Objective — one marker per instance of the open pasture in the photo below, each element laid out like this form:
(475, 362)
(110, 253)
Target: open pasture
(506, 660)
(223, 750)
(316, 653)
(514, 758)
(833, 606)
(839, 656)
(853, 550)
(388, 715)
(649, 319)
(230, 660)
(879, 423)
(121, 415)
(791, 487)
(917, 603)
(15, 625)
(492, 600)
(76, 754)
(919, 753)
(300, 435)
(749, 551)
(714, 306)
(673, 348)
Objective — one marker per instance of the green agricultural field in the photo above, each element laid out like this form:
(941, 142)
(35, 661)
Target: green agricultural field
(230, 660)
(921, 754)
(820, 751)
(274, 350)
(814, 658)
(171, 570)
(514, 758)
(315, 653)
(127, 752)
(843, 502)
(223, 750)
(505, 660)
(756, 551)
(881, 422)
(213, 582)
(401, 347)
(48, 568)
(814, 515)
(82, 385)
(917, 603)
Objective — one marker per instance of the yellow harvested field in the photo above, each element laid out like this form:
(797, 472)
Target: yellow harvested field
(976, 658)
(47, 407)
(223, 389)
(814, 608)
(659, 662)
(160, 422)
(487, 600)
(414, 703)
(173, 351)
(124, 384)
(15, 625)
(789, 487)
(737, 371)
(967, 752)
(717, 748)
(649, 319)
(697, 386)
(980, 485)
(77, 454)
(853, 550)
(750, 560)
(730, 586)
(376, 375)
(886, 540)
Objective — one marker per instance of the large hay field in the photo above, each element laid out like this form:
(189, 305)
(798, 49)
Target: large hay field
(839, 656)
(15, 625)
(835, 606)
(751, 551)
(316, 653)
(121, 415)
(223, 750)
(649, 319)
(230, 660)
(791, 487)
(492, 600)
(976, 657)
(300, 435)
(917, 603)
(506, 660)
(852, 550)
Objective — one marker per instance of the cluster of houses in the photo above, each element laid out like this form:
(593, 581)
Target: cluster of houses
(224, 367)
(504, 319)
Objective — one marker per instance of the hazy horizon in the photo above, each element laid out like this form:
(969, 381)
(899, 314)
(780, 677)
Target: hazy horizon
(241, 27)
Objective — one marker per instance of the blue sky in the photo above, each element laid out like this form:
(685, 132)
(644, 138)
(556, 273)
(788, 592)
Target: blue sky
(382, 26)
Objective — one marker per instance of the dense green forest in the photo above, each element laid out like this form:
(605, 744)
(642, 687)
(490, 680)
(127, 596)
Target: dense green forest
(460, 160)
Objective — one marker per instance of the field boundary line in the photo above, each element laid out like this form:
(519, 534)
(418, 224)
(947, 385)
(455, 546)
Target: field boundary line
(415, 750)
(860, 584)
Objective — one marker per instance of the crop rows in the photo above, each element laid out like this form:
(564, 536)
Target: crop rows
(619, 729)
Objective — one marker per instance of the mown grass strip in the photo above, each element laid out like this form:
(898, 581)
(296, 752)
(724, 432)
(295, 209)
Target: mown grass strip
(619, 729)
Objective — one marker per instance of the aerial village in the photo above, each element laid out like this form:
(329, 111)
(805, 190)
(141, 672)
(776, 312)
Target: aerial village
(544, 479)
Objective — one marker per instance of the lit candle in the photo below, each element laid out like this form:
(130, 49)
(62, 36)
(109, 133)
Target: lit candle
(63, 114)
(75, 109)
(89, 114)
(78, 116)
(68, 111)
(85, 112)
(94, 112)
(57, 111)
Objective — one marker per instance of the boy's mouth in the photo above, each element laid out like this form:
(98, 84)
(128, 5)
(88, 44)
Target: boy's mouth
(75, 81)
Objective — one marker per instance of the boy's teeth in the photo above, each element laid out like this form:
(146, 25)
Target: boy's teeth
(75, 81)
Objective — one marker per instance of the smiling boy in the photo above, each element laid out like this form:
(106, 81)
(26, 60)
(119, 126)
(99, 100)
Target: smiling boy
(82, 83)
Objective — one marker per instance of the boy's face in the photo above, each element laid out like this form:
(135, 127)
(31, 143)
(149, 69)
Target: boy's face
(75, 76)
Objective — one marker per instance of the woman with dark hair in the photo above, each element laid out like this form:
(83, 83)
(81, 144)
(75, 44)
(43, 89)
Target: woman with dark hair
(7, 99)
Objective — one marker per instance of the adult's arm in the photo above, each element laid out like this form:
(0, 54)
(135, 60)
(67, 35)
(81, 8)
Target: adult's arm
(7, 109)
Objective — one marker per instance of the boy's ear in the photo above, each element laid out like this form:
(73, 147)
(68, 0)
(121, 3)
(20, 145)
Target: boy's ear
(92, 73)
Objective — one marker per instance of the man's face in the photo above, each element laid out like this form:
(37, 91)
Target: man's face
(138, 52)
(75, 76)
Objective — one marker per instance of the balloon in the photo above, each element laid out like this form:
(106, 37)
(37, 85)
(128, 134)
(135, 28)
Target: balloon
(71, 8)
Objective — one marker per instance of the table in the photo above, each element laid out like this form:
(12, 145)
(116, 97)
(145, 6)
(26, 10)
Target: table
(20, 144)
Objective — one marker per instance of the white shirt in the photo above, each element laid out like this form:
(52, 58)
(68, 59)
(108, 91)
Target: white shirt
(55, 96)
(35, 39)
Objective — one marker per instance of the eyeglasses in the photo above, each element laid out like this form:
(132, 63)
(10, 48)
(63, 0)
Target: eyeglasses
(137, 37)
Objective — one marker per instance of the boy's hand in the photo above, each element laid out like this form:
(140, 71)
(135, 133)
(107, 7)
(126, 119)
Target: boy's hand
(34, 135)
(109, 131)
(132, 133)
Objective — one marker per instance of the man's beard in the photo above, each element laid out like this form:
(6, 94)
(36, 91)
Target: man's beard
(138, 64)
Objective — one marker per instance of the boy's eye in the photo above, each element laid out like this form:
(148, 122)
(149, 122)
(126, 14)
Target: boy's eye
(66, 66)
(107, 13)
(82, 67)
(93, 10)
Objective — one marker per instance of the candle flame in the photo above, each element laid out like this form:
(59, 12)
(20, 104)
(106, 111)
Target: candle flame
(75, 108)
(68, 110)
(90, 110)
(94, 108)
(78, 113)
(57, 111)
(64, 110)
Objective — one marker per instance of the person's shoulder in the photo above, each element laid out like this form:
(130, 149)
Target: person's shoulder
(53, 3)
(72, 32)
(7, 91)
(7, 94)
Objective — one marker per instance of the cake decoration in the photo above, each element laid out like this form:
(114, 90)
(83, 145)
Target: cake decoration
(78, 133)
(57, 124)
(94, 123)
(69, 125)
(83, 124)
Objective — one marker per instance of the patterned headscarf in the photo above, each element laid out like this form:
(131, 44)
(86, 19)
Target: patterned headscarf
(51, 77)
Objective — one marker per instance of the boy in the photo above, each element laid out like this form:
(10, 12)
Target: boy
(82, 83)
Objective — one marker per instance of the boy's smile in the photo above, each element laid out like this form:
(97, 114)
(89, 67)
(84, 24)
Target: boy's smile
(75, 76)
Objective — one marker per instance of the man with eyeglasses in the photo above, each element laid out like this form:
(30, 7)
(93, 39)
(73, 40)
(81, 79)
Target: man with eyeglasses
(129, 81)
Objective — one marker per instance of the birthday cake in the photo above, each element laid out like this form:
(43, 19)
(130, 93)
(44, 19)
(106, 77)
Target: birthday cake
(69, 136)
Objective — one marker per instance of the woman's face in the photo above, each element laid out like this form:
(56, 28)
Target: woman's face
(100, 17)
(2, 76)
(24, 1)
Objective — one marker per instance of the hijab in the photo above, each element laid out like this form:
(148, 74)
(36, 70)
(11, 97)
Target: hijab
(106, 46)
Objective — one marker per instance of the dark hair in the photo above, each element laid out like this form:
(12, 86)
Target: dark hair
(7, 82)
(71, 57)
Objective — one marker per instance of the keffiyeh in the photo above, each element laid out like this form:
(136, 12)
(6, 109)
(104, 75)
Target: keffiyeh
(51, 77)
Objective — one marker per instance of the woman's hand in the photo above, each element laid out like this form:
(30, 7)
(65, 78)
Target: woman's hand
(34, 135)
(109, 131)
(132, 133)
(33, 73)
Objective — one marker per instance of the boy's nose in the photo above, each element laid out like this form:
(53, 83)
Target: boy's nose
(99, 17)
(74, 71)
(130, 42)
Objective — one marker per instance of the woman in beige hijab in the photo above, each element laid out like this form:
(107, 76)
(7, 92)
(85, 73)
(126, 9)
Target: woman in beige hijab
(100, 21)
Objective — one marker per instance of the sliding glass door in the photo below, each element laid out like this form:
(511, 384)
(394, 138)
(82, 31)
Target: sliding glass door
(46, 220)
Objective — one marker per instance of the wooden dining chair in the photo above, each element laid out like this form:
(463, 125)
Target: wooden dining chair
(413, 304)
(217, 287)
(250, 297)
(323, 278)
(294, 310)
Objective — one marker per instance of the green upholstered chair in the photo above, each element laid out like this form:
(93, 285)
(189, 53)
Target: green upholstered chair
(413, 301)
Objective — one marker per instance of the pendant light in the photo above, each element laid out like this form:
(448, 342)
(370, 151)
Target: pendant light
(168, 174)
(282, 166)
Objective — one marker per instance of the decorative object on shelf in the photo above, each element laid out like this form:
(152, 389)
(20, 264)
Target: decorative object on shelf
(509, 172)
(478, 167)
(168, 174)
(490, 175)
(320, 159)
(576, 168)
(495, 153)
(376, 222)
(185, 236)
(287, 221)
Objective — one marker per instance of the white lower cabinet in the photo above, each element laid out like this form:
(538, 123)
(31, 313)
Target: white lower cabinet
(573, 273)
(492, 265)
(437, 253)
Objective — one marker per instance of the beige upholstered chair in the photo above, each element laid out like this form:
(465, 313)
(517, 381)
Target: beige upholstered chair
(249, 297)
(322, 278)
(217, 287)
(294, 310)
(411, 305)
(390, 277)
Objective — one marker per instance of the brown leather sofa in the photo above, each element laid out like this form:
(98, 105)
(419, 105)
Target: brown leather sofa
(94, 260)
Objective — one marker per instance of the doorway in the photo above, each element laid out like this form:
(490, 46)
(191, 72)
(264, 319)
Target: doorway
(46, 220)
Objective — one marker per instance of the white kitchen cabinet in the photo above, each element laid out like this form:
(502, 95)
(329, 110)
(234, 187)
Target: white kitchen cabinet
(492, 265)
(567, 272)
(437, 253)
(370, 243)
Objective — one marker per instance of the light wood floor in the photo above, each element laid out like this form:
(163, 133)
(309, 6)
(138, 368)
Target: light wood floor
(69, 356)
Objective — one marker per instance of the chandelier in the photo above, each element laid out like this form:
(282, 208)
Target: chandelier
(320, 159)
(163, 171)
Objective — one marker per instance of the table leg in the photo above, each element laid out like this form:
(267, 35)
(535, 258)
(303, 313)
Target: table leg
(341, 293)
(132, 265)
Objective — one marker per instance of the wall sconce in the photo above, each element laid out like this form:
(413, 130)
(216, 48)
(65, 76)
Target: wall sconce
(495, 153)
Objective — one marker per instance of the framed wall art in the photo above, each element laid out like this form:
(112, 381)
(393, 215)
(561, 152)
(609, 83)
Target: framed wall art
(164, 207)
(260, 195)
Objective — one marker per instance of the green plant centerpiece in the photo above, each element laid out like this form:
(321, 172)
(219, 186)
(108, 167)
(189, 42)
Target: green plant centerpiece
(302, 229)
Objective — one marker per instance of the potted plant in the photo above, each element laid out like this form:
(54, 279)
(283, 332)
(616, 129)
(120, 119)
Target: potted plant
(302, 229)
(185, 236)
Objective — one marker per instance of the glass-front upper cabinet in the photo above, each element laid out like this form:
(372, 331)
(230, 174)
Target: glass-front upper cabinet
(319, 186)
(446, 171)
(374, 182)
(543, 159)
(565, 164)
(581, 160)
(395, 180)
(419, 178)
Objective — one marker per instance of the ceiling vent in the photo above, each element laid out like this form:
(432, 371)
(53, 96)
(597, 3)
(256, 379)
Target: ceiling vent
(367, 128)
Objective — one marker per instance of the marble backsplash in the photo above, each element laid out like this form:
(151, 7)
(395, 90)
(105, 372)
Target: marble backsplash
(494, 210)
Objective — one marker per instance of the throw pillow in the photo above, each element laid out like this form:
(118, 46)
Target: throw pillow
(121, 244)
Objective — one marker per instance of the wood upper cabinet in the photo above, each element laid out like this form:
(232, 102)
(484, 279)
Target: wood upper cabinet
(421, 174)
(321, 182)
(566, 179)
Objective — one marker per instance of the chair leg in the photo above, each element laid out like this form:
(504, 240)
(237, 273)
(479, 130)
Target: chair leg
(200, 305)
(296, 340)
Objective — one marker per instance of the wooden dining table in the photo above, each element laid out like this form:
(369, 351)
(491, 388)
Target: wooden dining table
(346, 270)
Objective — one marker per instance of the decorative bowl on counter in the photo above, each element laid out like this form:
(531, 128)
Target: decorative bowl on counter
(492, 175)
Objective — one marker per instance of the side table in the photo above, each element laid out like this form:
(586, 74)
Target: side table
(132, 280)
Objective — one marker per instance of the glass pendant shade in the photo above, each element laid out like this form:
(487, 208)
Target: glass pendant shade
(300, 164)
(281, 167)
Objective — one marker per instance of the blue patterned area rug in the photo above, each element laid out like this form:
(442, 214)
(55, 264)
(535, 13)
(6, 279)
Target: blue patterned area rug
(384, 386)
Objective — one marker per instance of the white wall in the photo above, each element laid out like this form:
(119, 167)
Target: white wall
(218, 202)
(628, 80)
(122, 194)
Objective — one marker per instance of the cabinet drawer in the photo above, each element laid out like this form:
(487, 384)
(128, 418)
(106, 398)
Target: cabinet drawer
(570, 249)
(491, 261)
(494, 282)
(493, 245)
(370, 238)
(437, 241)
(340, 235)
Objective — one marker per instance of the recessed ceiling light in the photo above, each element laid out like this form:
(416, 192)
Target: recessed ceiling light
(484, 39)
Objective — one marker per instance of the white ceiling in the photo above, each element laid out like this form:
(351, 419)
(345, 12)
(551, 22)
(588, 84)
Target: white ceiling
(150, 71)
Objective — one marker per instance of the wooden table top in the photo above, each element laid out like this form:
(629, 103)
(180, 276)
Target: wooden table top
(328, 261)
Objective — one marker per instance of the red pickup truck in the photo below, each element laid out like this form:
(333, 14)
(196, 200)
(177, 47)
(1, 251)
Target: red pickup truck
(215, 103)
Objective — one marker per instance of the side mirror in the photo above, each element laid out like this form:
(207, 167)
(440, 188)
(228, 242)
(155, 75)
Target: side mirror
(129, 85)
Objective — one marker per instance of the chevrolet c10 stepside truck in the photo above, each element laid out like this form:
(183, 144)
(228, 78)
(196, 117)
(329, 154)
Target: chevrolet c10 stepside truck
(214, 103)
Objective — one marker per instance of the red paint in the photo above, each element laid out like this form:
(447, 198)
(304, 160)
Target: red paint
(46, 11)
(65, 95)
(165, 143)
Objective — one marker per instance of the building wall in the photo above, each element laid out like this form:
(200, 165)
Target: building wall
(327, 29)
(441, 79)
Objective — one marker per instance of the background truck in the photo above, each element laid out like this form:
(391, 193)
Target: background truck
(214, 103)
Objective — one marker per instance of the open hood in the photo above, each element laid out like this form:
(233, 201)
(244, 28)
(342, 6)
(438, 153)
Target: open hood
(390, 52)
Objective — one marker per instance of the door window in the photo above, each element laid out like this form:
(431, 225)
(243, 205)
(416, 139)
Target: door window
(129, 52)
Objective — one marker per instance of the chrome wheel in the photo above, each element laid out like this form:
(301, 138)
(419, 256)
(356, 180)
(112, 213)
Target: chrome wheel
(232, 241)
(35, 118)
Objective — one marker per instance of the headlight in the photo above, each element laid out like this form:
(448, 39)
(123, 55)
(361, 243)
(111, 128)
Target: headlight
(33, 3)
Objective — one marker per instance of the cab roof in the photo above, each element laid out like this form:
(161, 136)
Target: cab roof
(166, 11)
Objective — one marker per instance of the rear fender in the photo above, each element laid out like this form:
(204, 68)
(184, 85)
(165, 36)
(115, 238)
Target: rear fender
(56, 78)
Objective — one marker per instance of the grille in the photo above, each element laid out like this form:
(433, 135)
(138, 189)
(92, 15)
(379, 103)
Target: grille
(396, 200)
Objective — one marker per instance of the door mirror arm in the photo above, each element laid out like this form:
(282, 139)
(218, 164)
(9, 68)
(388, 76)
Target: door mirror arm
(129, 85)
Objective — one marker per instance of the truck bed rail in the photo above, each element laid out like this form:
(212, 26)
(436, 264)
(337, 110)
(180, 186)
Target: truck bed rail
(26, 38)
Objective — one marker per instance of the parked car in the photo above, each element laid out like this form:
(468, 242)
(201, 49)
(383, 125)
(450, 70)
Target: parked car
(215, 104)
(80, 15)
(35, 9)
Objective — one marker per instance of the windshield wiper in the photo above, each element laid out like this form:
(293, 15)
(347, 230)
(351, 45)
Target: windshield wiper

+ + + +

■ WHAT THE TASK REQUIRES ■
Among the lines above, find those carrying the word "wiper" and copy them out.

■ OUTPUT BELOW ■
Objective — one marker per instance of the windshield wiper in the photo above, each element laid out like this form:
Target: windshield wiper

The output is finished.